• Instructions to follow: Count the lines in the items below that contain the word "Mark". Case counts, so give only the number.
################
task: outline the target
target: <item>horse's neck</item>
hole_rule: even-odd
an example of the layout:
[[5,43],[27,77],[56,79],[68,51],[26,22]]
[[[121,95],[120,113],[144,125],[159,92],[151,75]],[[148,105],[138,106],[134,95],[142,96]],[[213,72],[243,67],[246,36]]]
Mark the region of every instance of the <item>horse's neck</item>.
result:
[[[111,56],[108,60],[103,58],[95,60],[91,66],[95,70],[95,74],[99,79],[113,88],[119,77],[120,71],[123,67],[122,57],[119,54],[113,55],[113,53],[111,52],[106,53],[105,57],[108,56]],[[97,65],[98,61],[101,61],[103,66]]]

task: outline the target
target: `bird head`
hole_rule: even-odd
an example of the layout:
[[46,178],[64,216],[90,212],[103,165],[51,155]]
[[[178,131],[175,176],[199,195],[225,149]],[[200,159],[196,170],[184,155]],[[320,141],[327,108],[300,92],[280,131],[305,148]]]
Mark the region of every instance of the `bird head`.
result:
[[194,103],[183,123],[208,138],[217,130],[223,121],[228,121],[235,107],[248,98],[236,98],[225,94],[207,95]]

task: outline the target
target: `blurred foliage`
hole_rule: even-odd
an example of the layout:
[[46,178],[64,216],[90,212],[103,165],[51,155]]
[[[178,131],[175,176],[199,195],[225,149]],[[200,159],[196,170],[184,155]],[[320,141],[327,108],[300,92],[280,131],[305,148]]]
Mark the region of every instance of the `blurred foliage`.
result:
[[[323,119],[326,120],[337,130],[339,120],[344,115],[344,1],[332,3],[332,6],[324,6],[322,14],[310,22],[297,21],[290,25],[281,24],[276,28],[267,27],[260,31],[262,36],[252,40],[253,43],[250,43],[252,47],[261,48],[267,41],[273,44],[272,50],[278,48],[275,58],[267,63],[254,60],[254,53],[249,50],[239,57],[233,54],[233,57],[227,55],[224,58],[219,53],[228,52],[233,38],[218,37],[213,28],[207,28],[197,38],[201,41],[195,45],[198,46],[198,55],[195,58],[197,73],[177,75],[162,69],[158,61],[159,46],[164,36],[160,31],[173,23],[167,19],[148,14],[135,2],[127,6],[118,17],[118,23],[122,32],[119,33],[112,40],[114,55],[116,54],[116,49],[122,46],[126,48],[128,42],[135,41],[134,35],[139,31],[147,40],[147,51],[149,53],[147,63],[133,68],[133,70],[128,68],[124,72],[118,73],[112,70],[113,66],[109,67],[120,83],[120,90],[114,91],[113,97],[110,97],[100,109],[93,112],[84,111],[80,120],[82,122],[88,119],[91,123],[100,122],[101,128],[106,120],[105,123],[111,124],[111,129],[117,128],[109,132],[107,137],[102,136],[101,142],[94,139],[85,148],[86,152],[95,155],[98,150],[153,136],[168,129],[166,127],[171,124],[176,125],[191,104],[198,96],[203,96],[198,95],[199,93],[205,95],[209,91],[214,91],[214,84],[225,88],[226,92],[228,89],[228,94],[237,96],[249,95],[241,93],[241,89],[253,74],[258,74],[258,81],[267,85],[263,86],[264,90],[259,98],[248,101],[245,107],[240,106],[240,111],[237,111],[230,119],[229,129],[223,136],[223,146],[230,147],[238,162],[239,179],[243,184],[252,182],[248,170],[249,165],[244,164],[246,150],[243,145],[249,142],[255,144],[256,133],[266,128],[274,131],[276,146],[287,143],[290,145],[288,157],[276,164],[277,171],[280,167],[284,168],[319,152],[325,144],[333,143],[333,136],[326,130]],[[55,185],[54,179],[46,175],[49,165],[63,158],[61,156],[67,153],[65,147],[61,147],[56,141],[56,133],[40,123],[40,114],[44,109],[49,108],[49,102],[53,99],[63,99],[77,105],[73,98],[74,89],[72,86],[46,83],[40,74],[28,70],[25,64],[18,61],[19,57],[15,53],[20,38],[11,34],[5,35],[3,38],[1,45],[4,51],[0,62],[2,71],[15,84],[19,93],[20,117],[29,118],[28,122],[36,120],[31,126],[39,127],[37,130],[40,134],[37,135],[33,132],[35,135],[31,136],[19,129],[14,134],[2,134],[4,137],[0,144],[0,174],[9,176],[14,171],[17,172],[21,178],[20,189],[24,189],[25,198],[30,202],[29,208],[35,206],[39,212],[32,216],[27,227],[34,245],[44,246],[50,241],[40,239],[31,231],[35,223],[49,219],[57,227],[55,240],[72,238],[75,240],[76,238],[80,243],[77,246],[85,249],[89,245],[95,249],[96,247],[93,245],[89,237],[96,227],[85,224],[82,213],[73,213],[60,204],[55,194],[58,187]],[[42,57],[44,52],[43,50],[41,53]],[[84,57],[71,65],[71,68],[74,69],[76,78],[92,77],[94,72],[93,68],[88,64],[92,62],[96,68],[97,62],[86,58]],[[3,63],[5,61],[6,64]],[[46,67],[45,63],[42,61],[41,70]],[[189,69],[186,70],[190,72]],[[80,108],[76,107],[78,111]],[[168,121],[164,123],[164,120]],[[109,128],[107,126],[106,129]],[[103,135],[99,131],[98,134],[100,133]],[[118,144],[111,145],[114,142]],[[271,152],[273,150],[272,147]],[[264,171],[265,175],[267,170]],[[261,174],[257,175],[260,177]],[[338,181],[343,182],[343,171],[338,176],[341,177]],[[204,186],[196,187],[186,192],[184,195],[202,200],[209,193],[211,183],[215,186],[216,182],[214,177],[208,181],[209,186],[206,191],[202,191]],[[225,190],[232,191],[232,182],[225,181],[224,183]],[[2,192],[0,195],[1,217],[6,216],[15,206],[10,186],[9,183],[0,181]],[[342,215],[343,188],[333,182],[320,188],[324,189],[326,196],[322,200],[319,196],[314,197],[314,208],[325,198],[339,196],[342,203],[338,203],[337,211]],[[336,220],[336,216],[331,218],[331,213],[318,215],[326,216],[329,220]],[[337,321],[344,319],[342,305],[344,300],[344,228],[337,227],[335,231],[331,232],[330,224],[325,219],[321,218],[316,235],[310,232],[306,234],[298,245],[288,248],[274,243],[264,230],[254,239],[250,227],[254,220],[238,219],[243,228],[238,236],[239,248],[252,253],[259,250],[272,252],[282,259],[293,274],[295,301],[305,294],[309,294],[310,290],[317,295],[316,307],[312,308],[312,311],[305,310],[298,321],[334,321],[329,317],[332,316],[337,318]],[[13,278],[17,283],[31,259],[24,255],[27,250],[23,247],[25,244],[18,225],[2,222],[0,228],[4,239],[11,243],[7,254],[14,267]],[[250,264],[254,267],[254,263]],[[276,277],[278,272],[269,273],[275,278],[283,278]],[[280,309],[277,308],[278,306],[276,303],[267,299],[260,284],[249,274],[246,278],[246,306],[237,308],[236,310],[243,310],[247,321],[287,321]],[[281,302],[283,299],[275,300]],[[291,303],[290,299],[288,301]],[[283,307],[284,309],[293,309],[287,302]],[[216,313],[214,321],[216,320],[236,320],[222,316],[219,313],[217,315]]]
################
• Response: 3